Brief. Write every line of the data below as a JSON list of strings, one string per line, and skip any blank lines. Leave the pictures out of your answer.

════════════════

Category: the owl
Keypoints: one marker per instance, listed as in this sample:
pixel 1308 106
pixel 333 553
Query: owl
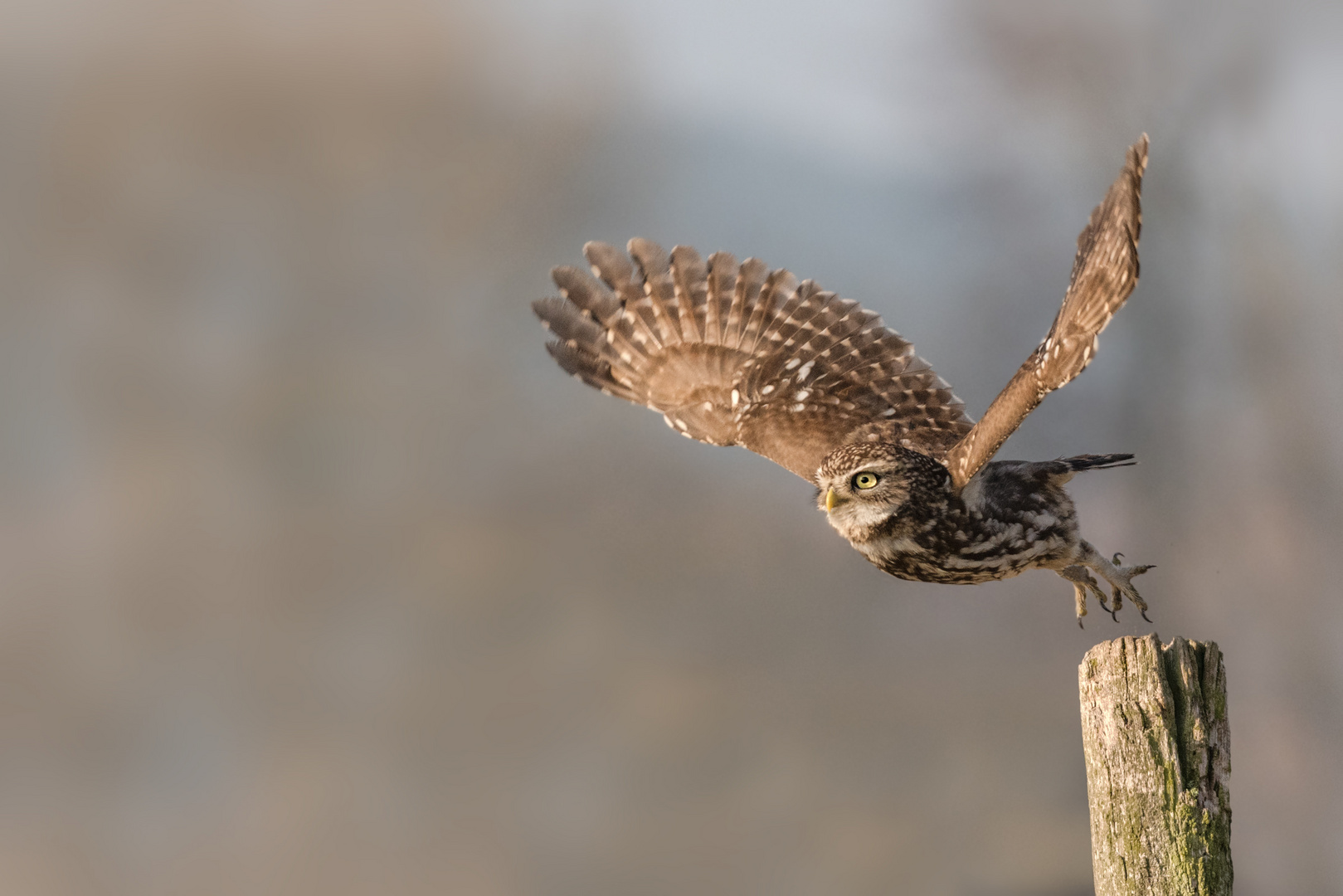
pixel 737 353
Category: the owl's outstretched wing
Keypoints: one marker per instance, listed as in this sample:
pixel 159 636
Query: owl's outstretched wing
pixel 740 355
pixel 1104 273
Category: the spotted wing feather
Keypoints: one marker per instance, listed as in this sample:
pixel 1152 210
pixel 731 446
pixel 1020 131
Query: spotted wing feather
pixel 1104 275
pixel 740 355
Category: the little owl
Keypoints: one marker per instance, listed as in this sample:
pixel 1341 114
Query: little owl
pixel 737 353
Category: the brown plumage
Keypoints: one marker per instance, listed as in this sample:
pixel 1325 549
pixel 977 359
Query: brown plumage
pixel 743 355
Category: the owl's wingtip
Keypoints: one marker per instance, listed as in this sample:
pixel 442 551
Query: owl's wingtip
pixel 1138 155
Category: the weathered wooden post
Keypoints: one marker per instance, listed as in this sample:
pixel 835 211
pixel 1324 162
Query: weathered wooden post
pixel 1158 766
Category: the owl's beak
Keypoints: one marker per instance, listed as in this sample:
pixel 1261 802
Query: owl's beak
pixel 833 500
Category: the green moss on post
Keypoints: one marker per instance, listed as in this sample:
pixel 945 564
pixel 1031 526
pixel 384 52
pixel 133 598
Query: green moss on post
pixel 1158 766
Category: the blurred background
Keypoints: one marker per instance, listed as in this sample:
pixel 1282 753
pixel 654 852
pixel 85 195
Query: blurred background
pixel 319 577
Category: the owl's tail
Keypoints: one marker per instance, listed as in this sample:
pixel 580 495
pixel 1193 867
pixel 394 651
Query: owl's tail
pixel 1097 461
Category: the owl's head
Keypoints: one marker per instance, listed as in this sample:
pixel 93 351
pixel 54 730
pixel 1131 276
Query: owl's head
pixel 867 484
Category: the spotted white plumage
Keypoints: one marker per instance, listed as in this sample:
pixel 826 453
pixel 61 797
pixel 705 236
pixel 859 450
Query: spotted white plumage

════════════════

Completed exercise.
[
  "Category: the owl",
  "Keypoints: one marker per instance, listed as in this sample:",
  "pixel 1308 106",
  "pixel 333 553",
  "Query: owl",
  "pixel 737 353",
  "Category: the owl's outstretched wing",
  "Keypoints: one marker per instance, listed as in this sample:",
  "pixel 159 636",
  "Query: owl's outstretched wing",
  "pixel 740 355",
  "pixel 1104 273",
  "Category: the spotted wing feather",
  "Keypoints: one marker per instance, listed as in this sample:",
  "pixel 1152 210",
  "pixel 731 446",
  "pixel 1020 131",
  "Query: spotted wing feather",
  "pixel 1104 275",
  "pixel 740 355",
  "Category: the little owl",
  "Keypoints: one marker per instance, listed as in this sample:",
  "pixel 1341 114",
  "Query: little owl",
  "pixel 737 353",
  "Category: the brown plumage",
  "Keypoints: one marker per instance, listed as in this sample:",
  "pixel 1325 549",
  "pixel 977 359",
  "Query: brown plumage",
  "pixel 743 355",
  "Category: the owl's wingtip",
  "Keypoints: one marker per instance, listed as in this sample:",
  "pixel 442 551",
  "Query: owl's wingtip",
  "pixel 1138 155",
  "Category: the weathered wooden post",
  "Keypoints: one marker per instance, listed as in this sample:",
  "pixel 835 211",
  "pixel 1324 162",
  "Query: weathered wooden post",
  "pixel 1158 766",
  "Category: the owl's beak",
  "Keypoints: one marker per instance, listed as in this sample:",
  "pixel 1261 802",
  "Query: owl's beak",
  "pixel 833 500",
  "Category: the green moss on post",
  "Keypoints: one marker per instance, listed as in this sample:",
  "pixel 945 564",
  "pixel 1031 526",
  "pixel 384 52",
  "pixel 133 598",
  "Query: green moss on post",
  "pixel 1158 766",
  "Category: the blurred background",
  "Keypoints: one marker per instance, listed as in this sample:",
  "pixel 1282 753",
  "pixel 654 852",
  "pixel 85 195",
  "Query: blurred background",
  "pixel 319 577",
  "Category: the owl's tail",
  "Keypoints: one marker per instance, listed as in this sample:",
  "pixel 580 495",
  "pixel 1193 867",
  "pixel 394 651",
  "Query: owl's tail",
  "pixel 1097 461",
  "Category: the owl's head",
  "Keypoints: one marker per instance, listed as in this sample:",
  "pixel 93 351",
  "pixel 54 730",
  "pixel 1131 276",
  "Query: owl's head",
  "pixel 867 484",
  "Category: the spotted white plumage",
  "Keypoints: one marker per instance, listed as in this sample:",
  "pixel 826 453",
  "pixel 61 797",
  "pixel 705 236",
  "pixel 859 450",
  "Query: spotted white plumage"
]